[BEGIN]

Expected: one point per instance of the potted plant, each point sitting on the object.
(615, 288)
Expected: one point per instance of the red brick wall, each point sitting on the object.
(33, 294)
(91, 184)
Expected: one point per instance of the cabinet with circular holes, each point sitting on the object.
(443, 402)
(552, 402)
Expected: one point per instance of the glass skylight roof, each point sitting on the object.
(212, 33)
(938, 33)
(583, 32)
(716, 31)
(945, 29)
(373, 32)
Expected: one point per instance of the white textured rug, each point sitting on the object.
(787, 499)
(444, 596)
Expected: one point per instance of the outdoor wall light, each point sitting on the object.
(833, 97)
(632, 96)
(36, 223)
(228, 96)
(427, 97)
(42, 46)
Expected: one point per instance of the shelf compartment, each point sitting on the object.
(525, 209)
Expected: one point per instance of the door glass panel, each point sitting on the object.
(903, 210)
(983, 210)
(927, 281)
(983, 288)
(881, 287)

[END]
[BEGIN]

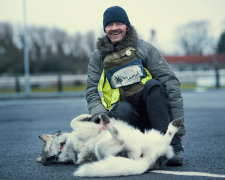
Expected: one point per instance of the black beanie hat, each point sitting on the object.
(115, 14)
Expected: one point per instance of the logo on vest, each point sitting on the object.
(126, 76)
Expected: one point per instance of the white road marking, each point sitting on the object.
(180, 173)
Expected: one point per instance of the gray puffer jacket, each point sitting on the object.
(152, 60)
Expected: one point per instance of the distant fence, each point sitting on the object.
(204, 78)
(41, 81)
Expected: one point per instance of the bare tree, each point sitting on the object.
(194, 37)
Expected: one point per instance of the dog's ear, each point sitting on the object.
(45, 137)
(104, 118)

[END]

▶ _What the task asks_
Please pull out each line of the material above that contains the word "wall", copying every such line in full.

▶ _Problem solution_
Expected: one point per instance of the red brick wall, each point sitting on the object.
Expected: one point per instance of the outdoor wall light, each point sitting on the object.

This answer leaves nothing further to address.